● Passage provided
# carnival rides



## Uncle Bingo (Feb 18, 2012)

i am putting together a royal american show train does anybody know where to find carnival rides torn down and on there trailer ready for transport on the flatbeds?


----------



## tjcruiser (Jan 10, 2010)

What scale?


----------



## Big Ed (Jun 16, 2009)

Uncle Bingo said:


> i am putting together a royal american show train does anybody know where to find carnival rides torn down and on there trailer ready for transport on the flatbeds?


What do you need pictures?


----------



## Big Ed (Jun 16, 2009)

Not much but here is 1 picture.


----------



## shaygetz (Sep 23, 2007)

Here's a train of them I took at my club layout years back. He carefully measured each ride and built them as though they could fold out...


----------



## Uncle Bingo (Feb 18, 2012)

it's ho scale


----------



## Uncle Bingo (Feb 18, 2012)

thanx for the great pics shatgetz and big ed was wondering if there is a place to buy those or do i have to build them? even the royal flatbeds are so much more authenic than what is available from the dealers. where did you find those flats


----------



## shaygetz (Sep 23, 2007)

Those flats are old Walther's issues from the 80s/early 90s...they command princely sums nowadays...easily in the $60-80 range each. The circus wagons are easy enough to find, the rides have to be scratchbuilt. Faller makes ride kits, but those are to be built as set up, not packed. They even have lighting and motorizing kits for each one. 

Since I worked at an amusement park as a hawker for 3 years myself, I've started my own train myself...just haven't worked up the gumption to start those packed rides yet. There's a fascinating boneyard of rusting rides sitting in a field near I10 in Lafeytte, LA I've been wanting to photograph before the kudzu swallows them up. It would make an awesome model all its own.


----------

● Tasks to perform
1. Answer these questions about the carnival rides thread:
(a) What scale is Uncle Bingo's show train?
(b) Who made the flatcars that shaygetz says are from the 80s/early 90s?
(c) For how many years did shaygetz work at an amusement park as a hawker?
2. In the carnival rides thread, copy out everything from "Those flats are" down to "for each one.".

(Examples of point labeling)
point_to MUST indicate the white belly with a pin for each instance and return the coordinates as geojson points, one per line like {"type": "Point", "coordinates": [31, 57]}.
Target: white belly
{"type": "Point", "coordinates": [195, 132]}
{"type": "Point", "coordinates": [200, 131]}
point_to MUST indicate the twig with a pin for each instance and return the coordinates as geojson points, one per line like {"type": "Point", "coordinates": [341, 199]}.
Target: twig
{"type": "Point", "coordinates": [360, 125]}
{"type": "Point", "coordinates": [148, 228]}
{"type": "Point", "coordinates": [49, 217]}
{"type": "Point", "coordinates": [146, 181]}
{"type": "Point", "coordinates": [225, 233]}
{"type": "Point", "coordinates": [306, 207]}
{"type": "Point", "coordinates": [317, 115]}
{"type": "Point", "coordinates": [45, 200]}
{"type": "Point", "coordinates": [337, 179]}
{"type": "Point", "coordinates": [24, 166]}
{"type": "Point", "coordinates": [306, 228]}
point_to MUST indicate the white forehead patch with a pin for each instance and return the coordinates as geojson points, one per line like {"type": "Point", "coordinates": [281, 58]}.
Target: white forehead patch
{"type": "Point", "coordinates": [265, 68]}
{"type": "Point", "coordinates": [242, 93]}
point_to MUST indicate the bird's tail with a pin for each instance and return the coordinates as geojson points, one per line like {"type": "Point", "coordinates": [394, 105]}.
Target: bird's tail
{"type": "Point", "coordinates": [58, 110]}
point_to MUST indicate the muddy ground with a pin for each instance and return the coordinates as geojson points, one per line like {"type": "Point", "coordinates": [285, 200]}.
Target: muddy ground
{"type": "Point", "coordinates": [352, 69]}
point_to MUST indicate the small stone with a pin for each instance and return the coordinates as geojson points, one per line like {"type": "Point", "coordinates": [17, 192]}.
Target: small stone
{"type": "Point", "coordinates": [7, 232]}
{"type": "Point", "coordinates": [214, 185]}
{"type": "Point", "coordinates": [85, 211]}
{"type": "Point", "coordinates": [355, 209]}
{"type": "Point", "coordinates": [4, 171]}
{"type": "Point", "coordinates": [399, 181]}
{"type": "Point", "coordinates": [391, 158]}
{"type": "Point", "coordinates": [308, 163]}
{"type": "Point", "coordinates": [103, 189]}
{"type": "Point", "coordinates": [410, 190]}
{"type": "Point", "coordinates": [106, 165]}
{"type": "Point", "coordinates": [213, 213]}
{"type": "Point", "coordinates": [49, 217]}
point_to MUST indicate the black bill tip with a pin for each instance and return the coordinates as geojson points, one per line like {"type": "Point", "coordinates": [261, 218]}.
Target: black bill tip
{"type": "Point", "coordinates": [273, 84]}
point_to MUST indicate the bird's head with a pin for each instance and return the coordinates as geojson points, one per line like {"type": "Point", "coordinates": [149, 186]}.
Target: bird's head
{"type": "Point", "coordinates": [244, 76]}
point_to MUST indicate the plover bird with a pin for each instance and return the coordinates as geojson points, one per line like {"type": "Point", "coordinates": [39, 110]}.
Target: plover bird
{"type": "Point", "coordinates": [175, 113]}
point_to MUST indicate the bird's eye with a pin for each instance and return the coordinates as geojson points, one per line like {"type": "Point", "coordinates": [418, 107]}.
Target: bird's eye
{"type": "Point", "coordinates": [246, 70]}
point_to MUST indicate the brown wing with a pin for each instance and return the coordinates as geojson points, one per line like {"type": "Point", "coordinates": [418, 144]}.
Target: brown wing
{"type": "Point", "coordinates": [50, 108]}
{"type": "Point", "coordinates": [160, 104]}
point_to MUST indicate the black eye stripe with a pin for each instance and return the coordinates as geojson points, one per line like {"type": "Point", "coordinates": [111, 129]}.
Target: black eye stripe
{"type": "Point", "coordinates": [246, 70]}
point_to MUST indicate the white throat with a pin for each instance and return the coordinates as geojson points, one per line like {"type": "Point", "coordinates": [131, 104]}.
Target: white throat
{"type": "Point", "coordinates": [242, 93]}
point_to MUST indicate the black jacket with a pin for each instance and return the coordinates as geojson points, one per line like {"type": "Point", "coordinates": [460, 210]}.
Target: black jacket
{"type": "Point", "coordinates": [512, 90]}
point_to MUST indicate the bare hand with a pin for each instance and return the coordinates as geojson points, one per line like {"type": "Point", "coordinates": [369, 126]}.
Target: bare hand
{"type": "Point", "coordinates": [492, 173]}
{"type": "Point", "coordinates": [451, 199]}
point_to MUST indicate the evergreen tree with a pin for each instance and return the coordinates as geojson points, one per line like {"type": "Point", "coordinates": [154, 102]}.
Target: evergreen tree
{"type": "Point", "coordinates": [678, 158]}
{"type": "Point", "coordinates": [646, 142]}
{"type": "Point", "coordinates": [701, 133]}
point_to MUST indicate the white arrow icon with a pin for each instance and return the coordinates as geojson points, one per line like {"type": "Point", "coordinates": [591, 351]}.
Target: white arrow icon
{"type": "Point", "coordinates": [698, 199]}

● Task-by-task answers
1.
(a) HO scale.
(b) Walther's.
(c) 3 years.

2.
Those flats are old Walther's issues from the 80s/early 90s...they command princely sums nowadays...easily in the $60-80 range each. The circus wagons are easy enough to find, the rides have to be scratchbuilt. Faller makes ride kits, but those are to be built as set up, not packed. They even have lighting and motorizing kits for each one.